-- Records supplied start --

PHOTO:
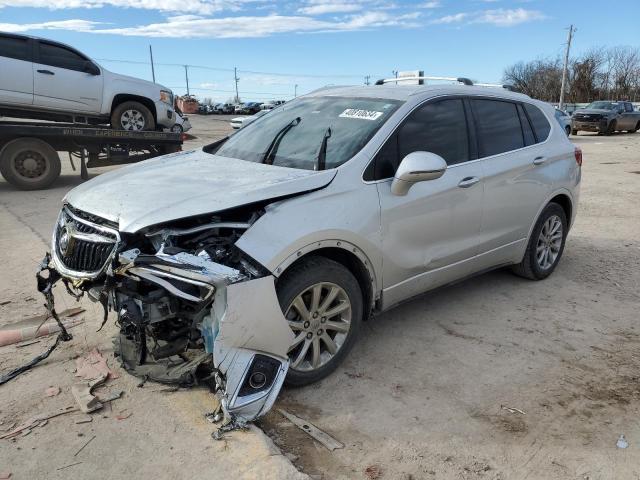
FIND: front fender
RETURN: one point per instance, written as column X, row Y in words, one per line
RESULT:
column 323, row 219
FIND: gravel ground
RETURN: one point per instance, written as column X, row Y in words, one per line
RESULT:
column 421, row 395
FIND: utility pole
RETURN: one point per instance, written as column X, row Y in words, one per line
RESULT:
column 153, row 71
column 566, row 67
column 236, row 79
column 186, row 76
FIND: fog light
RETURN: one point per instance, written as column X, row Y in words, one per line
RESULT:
column 257, row 380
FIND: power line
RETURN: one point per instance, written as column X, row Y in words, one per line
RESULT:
column 235, row 70
column 229, row 91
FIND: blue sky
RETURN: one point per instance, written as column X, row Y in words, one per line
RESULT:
column 318, row 42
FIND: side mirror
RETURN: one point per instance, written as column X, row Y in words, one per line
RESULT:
column 417, row 167
column 91, row 68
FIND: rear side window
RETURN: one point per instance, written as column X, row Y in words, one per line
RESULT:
column 14, row 47
column 498, row 126
column 539, row 121
column 437, row 127
column 62, row 57
column 529, row 139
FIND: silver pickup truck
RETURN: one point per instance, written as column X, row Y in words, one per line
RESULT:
column 605, row 116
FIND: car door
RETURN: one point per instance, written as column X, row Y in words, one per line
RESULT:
column 435, row 226
column 518, row 172
column 61, row 81
column 16, row 70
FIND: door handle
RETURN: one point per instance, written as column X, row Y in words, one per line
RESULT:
column 468, row 182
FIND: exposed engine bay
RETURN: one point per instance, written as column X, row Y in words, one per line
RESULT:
column 192, row 308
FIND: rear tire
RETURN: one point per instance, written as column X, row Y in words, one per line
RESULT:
column 132, row 116
column 29, row 163
column 549, row 235
column 611, row 128
column 317, row 326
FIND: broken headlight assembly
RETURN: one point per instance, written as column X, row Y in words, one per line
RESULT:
column 191, row 307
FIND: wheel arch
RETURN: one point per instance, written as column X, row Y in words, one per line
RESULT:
column 564, row 199
column 345, row 253
column 120, row 98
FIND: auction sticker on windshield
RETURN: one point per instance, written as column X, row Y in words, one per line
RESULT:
column 362, row 114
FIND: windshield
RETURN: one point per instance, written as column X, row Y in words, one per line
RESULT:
column 301, row 127
column 603, row 105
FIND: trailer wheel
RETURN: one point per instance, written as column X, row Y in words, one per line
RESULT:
column 132, row 116
column 29, row 163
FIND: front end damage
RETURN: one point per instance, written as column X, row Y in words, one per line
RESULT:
column 191, row 307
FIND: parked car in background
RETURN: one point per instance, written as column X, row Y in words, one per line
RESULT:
column 225, row 108
column 564, row 119
column 606, row 117
column 240, row 122
column 250, row 107
column 182, row 124
column 47, row 80
column 259, row 257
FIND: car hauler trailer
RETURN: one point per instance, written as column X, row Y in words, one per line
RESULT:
column 29, row 156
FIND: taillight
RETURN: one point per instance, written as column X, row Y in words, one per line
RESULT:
column 578, row 154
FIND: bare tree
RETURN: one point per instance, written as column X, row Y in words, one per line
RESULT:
column 598, row 74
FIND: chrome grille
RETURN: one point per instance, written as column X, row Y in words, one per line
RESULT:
column 81, row 247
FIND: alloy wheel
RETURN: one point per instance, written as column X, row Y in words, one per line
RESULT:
column 132, row 120
column 320, row 318
column 30, row 165
column 549, row 242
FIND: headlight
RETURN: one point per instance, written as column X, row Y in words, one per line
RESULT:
column 166, row 96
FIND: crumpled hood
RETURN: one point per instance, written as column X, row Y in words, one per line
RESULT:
column 592, row 111
column 186, row 184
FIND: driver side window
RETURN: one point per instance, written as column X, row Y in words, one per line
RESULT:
column 439, row 127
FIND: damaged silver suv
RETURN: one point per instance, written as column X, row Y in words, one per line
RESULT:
column 255, row 260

-- Records supplied end --

## Exercise directions
Please extract, unchanged, the lines of the records between the one containing "FIND: auction sticker on windshield" and the one containing "column 259, row 257", inclusive.

## Result below
FIND: auction sticker on windshield
RETURN: one point per instance, written as column X, row Y in words, one per line
RESULT:
column 362, row 114
FIND: windshield
RETURN: one point per instance, written as column X, row Y in words, one per line
RESULT:
column 301, row 127
column 603, row 105
FIND: trailer wheel
RETURN: one point per instance, written as column X, row Y in words, one per line
RESULT:
column 132, row 116
column 29, row 163
FIND: front end damage
RETURN: one point per instance, written as column X, row Y in words, one per line
RESULT:
column 191, row 307
FIND: parked car in background
RETURN: one point per instance, written as column X, row Y in words, one per line
RESULT:
column 225, row 108
column 564, row 119
column 606, row 117
column 240, row 122
column 250, row 107
column 182, row 124
column 47, row 80
column 259, row 257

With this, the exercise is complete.